> EXTRACTED TEXT:
President's Perspective October 2012
Scope of Practice: A Restricted Perspective
By Michelle L. Butterworth, DPM, FACFAS, President
While I love living in South Carolina, I do not enjoy its limited scope of practice for podiatric physicians. South Carolina law does not allow a podiatrist to perform ankle surgery and is one of only five states with such a restriction. I moved here in 1999 upon completion of my residency where I was trained in all aspects of foot and ankle surgery, but I chose to move here with the hope that the law would be changed, and I could utilize the full extent of my surgical training.
After 13 years of being intimately involved with the scope of practice battle for South Carolina, I can honestly say I have never been more wrong. We have lost every legislative battle, significant money, and are no better off than when I moved here.
We have educated the public and legislators on our education, training, and certification. We have done our grassroots campaigning. We made our PAC contributions. We met with the orthopaedists and tried to reach a compromise, even going so far as to require rearfoot certification, similar to what recently passed in New York. Bottom line: We have done all and given all that we could.
I say it’s time for a change of strategy. Let’s call it what it is: We are in an economic turf war– and always have been. And you see it in dozens of specialties: anesthesia, psychology, optometry, APRNs vs. MDs, and many others. It has nothing to do with our education, training, or patient safety. It’s a restriction of trade and I think it’s time to get the Federal Trade Commission (FTC) involved.
The FTC is a law enforcement agency charged by Congress with protecting the public against anticompetitive behavior and deceptive and unfair trade practices. When healthcare markets are competitive, consumers benefit from lower costs, better care, and more innovation. Restricted scope of practice acts preclude many podiatric surgeons from performing the full range of services that they were educated, licensed, and board certified to deliver, as well as restrict patient access to their services. Such anticompetitive measures limit competition, impair free markets for healthcare services, risk additional cost increases to our already costly healthcare system, and fail to improve patient safety.
By responding to state-based requests to evaluate state regulatory and legislative proposals that jeopardize or threaten patient access to quality healthcare, the FTC is fulfilling its duty to promote market competition and its benefits.
In just the past few months, the FTC has supported bills to make it simpler for APRNs to serve Kentucky and Louisiana health consumers by eliminating restricted practices. They have also recommended that the Maine Dental Board not impose certain restrictions to dental hygienists. And when the FTC fulfilled its duty, the American Medical Association criticized them, charging that the FTC shouldn’t interfere with states’ rights.

> WORK INSTRUCTION 1: In the scope-of-practice column, rewrite the paragraph beginning "We have educated the public and legislators" as a short bulleted list that keeps its main facts.
> WORK INSTRUCTION 2:
Answer these questions from the scope-of-practice column, one line each:
(a) In what year did the author move to South Carolina?
(b) According to the author, how many states restrict podiatrists from performing ankle surgery?
(c) What did the American Medical Association say the FTC should not interfere with?
> WORK INSTRUCTION 3: List every U.S. state named in the scope-of-practice column.

> SUPPLIED INFORMATION:

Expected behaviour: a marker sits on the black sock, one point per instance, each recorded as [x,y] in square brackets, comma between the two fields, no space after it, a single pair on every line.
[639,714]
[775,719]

> RESPONSE 1:
- Educated the public and legislators on podiatrists' education, training, and certification
- Carried out grassroots campaigning
- Made PAC contributions
- Met with orthopaedists to seek a compromise, even offering to require rearfoot certification like the measure recently passed in New York
- Conclusion: they have done and given all they could

> RESPONSE 2:
(a) 1999
(b) Five
(c) States' rights

> RESPONSE 3:
- South Carolina
- New York
- Kentucky
- Louisiana
- Maine